Recast the stretch of data below, from the line containing "In this picture, where can the table" through the end of the data, as a Markdown table with the columns Row and Data line. Number each line and leave out any blank lines.

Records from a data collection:
/---

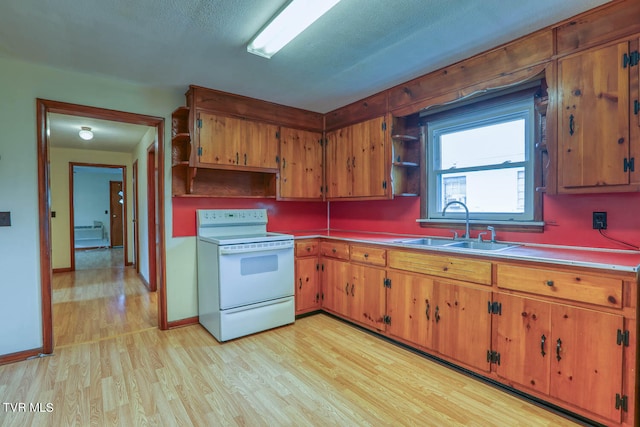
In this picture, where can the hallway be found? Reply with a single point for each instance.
(101, 299)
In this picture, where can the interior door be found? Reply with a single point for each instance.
(116, 200)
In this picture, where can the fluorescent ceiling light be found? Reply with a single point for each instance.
(85, 133)
(284, 27)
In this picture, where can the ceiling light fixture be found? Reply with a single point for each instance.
(85, 133)
(286, 25)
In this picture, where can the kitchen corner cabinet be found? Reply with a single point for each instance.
(357, 159)
(352, 290)
(300, 164)
(307, 287)
(235, 143)
(596, 150)
(406, 145)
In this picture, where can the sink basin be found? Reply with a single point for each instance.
(458, 244)
(426, 241)
(481, 246)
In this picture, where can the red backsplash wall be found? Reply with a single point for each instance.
(568, 219)
(283, 216)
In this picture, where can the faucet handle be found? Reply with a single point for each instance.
(493, 233)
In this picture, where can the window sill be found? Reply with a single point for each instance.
(522, 226)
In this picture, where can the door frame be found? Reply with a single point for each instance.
(72, 233)
(43, 108)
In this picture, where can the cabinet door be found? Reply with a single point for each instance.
(524, 341)
(219, 139)
(336, 285)
(368, 159)
(259, 145)
(338, 166)
(593, 134)
(300, 164)
(367, 290)
(307, 285)
(586, 361)
(463, 324)
(410, 305)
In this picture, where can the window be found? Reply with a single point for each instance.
(483, 155)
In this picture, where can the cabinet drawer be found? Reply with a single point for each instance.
(335, 250)
(369, 255)
(307, 248)
(469, 270)
(580, 287)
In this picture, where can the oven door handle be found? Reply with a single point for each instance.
(246, 250)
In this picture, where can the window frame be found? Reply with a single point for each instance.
(483, 106)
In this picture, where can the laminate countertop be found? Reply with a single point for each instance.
(605, 259)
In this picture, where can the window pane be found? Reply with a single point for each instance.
(485, 145)
(497, 190)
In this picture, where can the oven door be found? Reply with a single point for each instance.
(255, 272)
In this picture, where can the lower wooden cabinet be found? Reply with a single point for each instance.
(567, 352)
(356, 292)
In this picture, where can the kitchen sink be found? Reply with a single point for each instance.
(481, 246)
(458, 244)
(427, 241)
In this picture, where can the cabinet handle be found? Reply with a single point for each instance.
(571, 125)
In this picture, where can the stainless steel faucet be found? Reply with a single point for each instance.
(466, 230)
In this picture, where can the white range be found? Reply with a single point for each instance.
(245, 274)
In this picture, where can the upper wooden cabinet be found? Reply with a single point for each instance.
(237, 143)
(357, 161)
(595, 149)
(300, 164)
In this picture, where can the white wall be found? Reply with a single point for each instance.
(20, 84)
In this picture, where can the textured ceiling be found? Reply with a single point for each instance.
(357, 49)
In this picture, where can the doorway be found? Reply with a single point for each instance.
(44, 108)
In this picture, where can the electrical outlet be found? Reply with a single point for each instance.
(599, 220)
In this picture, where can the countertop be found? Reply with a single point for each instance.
(605, 259)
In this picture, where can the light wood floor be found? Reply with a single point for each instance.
(317, 372)
(100, 299)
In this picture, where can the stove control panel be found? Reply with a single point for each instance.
(220, 217)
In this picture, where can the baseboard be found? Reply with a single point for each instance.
(183, 322)
(20, 356)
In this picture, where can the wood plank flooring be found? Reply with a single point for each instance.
(317, 372)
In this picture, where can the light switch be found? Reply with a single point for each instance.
(5, 219)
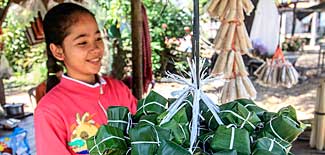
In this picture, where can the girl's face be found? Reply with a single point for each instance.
(83, 49)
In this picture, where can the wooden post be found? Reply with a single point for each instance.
(313, 135)
(2, 93)
(321, 118)
(137, 53)
(196, 41)
(294, 19)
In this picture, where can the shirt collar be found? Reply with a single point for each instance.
(101, 81)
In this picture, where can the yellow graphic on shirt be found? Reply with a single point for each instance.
(81, 131)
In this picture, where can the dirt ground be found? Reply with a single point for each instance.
(302, 96)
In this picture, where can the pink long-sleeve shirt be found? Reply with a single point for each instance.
(73, 111)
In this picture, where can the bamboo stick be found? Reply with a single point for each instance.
(267, 72)
(275, 75)
(313, 136)
(259, 70)
(212, 8)
(225, 92)
(232, 90)
(283, 75)
(225, 13)
(237, 44)
(240, 12)
(248, 6)
(229, 66)
(248, 40)
(240, 87)
(321, 119)
(240, 63)
(230, 36)
(219, 67)
(221, 35)
(249, 87)
(242, 38)
(231, 16)
(221, 8)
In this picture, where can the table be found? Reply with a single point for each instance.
(27, 124)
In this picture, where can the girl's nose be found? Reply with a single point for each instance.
(96, 47)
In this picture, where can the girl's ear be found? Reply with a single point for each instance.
(57, 51)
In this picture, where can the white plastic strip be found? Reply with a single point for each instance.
(231, 145)
(195, 119)
(244, 122)
(272, 145)
(105, 139)
(238, 116)
(274, 132)
(143, 120)
(117, 121)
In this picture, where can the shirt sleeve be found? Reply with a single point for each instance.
(131, 99)
(50, 134)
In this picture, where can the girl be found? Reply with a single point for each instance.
(75, 108)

\---

FINAL ANSWER |
| Row | Data line |
|---|---|
| 1 | In this picture, where can the table be found? Reply with a single point for each instance. |
| 2 | (27, 124) |
| 3 | In this picture, where can the girl's nose be found? Reply with a single point for each instance. |
| 4 | (96, 47) |
| 5 | In this picture, where can the girl's ear be found? Reply with a single point for each instance. |
| 6 | (57, 51) |
| 7 | In this picture, where can the white plastic strip be found? Reply with a single point for each instance. |
| 8 | (231, 145) |
| 9 | (195, 119) |
| 10 | (244, 122) |
| 11 | (272, 145) |
| 12 | (105, 139) |
| 13 | (238, 116) |
| 14 | (274, 132) |
| 15 | (143, 120) |
| 16 | (117, 121) |
| 17 | In this picture, where can the shirt sleeve be found? Reply with a single point for each instance. |
| 18 | (131, 99) |
| 19 | (50, 134) |
| 20 | In this picture, where can the girl be found? Reply with a single point for each instance. |
| 21 | (75, 108) |